Get her alone. The moment will be more intimate, if you're alone, and your timing may seem much more natural. Don't ask her for a kiss in front of your friends or family, nor in front of hers. An audience, however small, will put her under unfair pressure. Even if she does want to kiss you, she might shy away if she feels uncomfortable with the setting. You may also find that it's much easier to ask this girl for a kiss if you're alone with her. Take the pressure off of yourself as well as off of her!
Let her know that you're interested. Flirt with her, and make playful banter. Make plenty of eye contact, and casually touch her to loosen the physical boundaries. Smile at her, and make her feel comfortable. Even if you already know that you like each other: a bit of flirtation can set the mood up for a kiss. Don't touch her too much, at first. Put your hand on your shoulder or your hand when you talk to her, or put your arm around her, intentionally brush your arm against hers. Find a reason to sit close to her, so that your shoulders and thighs are touching.
Getting the Timing Right
Try to figure out whether she likes you. If the two of you have been flirting, then you should be able to tell. Look out for classic signs of attraction: laughter, touch, and eye contact. If she pays a lot of attention to you, and she seems to make a point of being around you, then there's a good chance that she's interested. Try not to make this assumption unless you're reasonably sure. It is good to be confident, but try to keep a level head about the situation.Warning: Make sure that she is completely free and single, i.e. not married or with a boyfriend. This way you will avoid unpleasant surprises.

ACTIONS TO TAKE –
a) Quote the advice on asking for a kiss word for word, from "Get her alone." up to and including "off of her!".
b) What classic signs of attraction does the advice on asking for a kiss say to look out for?

PROVIDED RECORDS –
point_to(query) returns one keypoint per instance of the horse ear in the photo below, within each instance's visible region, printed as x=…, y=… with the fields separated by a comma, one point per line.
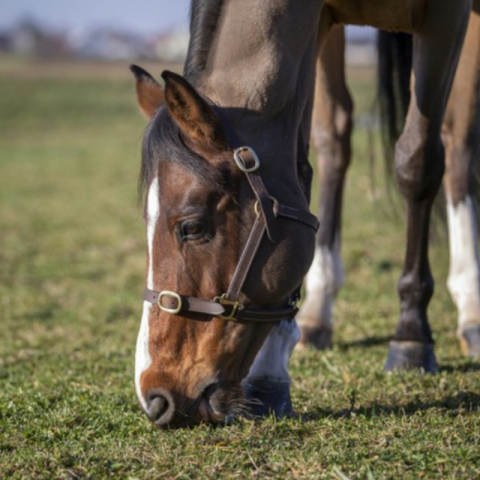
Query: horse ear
x=197, y=120
x=150, y=95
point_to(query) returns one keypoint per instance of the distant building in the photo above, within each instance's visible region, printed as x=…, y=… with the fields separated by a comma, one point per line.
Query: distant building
x=172, y=46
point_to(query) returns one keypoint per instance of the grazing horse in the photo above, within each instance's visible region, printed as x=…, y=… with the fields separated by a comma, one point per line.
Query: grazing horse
x=461, y=139
x=226, y=175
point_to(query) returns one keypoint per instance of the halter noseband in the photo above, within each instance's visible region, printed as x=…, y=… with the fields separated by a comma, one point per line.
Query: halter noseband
x=267, y=209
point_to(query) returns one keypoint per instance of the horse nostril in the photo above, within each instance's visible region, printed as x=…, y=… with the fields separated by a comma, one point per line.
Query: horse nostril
x=160, y=406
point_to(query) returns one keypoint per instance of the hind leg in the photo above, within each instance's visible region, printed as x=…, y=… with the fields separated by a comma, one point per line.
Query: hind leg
x=331, y=129
x=461, y=139
x=419, y=164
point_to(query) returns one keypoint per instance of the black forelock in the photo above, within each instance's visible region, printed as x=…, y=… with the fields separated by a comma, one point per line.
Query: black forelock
x=162, y=143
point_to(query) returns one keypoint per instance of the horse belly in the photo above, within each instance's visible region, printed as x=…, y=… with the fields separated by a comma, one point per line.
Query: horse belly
x=397, y=15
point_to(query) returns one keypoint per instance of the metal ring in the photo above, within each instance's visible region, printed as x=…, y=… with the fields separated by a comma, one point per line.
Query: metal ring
x=257, y=204
x=176, y=296
x=239, y=160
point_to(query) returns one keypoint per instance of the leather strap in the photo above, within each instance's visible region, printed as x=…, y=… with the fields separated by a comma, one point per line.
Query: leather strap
x=181, y=305
x=246, y=259
x=291, y=213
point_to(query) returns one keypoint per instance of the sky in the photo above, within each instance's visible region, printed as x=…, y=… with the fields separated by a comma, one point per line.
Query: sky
x=139, y=16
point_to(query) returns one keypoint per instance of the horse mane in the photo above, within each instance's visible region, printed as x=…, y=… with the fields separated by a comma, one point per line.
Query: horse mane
x=163, y=143
x=204, y=15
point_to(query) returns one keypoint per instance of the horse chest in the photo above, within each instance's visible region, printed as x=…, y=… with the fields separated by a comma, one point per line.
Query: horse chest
x=397, y=15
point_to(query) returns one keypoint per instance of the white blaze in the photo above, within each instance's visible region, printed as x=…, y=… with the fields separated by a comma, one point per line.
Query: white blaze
x=463, y=279
x=142, y=355
x=323, y=281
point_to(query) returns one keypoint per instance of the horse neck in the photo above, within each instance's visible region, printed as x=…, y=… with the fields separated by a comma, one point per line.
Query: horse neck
x=260, y=70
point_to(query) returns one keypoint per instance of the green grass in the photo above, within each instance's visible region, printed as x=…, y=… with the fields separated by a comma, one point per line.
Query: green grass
x=71, y=275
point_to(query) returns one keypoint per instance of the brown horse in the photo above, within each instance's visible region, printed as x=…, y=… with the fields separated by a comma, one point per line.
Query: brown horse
x=249, y=80
x=460, y=133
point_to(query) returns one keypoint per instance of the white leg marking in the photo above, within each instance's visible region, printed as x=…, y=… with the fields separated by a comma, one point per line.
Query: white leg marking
x=323, y=281
x=271, y=361
x=142, y=354
x=463, y=279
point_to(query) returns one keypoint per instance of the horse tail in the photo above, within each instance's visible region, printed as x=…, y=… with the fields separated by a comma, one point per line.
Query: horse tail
x=393, y=91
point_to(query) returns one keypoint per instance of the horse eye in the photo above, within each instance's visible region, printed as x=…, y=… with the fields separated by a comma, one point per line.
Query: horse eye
x=192, y=230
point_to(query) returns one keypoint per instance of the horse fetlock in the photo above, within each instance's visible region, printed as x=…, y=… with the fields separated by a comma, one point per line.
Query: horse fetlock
x=469, y=337
x=419, y=166
x=411, y=356
x=268, y=397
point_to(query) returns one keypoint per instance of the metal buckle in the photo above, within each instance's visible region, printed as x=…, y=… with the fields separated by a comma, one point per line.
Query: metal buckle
x=176, y=296
x=236, y=307
x=239, y=160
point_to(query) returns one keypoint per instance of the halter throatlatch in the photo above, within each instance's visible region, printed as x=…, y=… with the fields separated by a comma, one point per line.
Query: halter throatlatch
x=267, y=209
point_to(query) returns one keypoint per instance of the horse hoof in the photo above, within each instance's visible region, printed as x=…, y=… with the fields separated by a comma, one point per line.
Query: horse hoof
x=266, y=397
x=410, y=356
x=319, y=338
x=470, y=340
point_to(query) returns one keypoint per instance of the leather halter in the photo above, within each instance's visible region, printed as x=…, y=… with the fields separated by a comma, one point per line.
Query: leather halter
x=267, y=209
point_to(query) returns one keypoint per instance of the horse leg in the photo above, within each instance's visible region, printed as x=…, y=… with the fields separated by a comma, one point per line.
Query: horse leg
x=419, y=164
x=460, y=136
x=331, y=130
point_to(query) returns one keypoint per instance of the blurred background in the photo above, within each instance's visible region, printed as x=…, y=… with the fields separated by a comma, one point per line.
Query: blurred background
x=115, y=30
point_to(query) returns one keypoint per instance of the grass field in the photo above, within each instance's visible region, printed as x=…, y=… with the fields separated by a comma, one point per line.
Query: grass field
x=71, y=276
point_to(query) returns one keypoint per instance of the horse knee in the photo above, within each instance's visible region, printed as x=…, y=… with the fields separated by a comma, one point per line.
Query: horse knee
x=331, y=136
x=419, y=164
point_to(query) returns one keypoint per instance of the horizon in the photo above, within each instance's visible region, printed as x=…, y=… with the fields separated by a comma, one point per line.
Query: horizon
x=142, y=17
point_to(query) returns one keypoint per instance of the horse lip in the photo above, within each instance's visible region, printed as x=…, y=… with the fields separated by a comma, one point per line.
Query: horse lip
x=205, y=408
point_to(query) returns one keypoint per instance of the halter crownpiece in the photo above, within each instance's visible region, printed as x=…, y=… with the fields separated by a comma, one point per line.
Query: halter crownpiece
x=267, y=209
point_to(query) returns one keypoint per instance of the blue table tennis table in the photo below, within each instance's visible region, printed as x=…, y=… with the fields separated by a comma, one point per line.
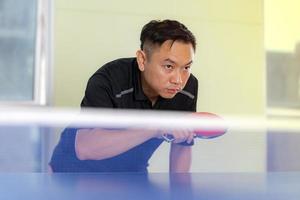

PER-TASK OUTPUTS –
a)
Get her alone. The moment will be more intimate, if you're alone, and your timing may seem much more natural. Don't ask her for a kiss in front of your friends or family, nor in front of hers. An audience, however small, will put her under unfair pressure. Even if she does want to kiss you, she might shy away if she feels uncomfortable with the setting. You may also find that it's much easier to ask this girl for a kiss if you're alone with her. Take the pressure off of yourself as well as off of her!

b) Laughter, touch, and eye contact.